## Exercise description:
Can you lay out the records below, from the line containing "the sea water" through the end of the records, as a Markdown table with the columns Row and Line, skipping blank lines and leaving out the pictures?

## Data for the task:
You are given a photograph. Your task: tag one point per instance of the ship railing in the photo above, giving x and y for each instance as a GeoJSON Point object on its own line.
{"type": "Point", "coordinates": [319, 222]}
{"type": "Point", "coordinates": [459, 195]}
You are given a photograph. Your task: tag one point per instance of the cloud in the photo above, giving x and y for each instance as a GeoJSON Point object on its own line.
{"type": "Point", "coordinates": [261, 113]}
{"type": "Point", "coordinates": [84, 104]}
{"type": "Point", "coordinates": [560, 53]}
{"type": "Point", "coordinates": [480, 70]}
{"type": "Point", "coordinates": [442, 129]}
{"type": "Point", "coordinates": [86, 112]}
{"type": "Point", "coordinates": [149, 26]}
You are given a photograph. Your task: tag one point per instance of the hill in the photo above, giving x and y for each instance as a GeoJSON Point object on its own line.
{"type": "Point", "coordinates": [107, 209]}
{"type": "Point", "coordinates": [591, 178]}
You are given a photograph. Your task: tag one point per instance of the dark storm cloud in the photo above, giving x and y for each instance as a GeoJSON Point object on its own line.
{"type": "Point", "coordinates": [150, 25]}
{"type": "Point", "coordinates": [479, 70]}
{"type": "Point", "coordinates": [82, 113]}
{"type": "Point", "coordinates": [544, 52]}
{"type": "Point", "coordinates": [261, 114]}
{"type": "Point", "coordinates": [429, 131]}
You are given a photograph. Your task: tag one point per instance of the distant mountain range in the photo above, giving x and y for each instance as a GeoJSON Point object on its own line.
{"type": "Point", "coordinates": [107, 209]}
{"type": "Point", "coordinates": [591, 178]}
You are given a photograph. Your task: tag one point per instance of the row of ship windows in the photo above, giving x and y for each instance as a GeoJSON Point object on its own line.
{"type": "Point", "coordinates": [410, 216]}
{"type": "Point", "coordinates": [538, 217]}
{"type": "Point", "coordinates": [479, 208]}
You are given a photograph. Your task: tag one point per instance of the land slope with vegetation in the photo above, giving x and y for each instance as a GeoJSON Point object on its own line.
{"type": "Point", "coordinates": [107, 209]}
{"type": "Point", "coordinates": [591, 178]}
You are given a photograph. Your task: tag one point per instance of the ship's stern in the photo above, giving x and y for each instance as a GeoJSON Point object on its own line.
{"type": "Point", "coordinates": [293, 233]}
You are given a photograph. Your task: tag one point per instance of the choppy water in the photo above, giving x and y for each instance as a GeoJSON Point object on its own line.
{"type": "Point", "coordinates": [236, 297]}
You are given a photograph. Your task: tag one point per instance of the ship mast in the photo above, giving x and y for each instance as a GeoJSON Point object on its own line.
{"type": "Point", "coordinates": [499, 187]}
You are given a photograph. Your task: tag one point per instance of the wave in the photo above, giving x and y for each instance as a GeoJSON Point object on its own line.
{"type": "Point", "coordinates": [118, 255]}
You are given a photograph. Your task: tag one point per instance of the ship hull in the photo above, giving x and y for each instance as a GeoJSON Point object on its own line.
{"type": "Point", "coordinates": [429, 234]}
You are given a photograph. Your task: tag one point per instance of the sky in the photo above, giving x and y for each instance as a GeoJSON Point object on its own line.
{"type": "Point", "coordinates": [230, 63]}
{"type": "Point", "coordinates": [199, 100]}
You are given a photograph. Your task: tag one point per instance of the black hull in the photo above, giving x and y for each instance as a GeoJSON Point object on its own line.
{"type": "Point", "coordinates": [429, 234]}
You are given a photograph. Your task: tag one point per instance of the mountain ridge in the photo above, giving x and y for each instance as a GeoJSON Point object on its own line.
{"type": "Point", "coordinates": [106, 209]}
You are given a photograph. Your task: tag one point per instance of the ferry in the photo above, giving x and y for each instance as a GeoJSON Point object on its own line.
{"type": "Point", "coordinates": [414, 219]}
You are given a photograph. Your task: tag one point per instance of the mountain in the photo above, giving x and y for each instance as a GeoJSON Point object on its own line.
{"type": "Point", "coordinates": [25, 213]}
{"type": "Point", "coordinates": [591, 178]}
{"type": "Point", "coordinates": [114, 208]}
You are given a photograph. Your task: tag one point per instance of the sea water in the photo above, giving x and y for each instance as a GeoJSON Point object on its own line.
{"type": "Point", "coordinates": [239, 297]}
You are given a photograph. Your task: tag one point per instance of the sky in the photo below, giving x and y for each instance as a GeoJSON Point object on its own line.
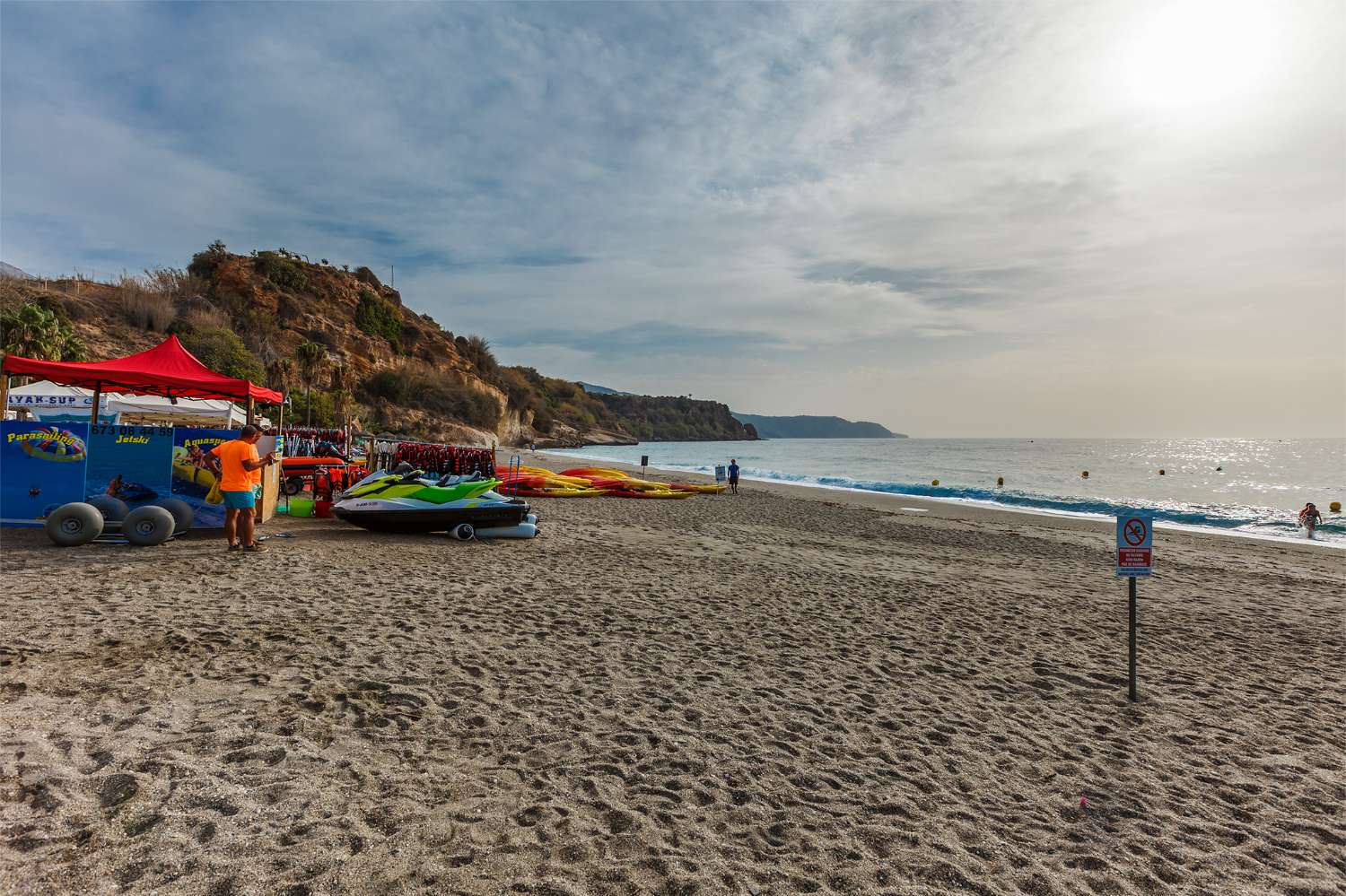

## Solution to this exercise:
| Row | Line |
|---|---|
| 1 | You are given a photograph. Your task: tag one point per instance of the sea water in the photo above, giving x and y for each instance as a GeoJSON Point object on its own line. |
| 2 | {"type": "Point", "coordinates": [239, 297]} |
| 3 | You are given a photograph. Your task: tag one point per instance of the sky in the photo below, giving x and y for each instance as a GeoJSON Point object on its own line. |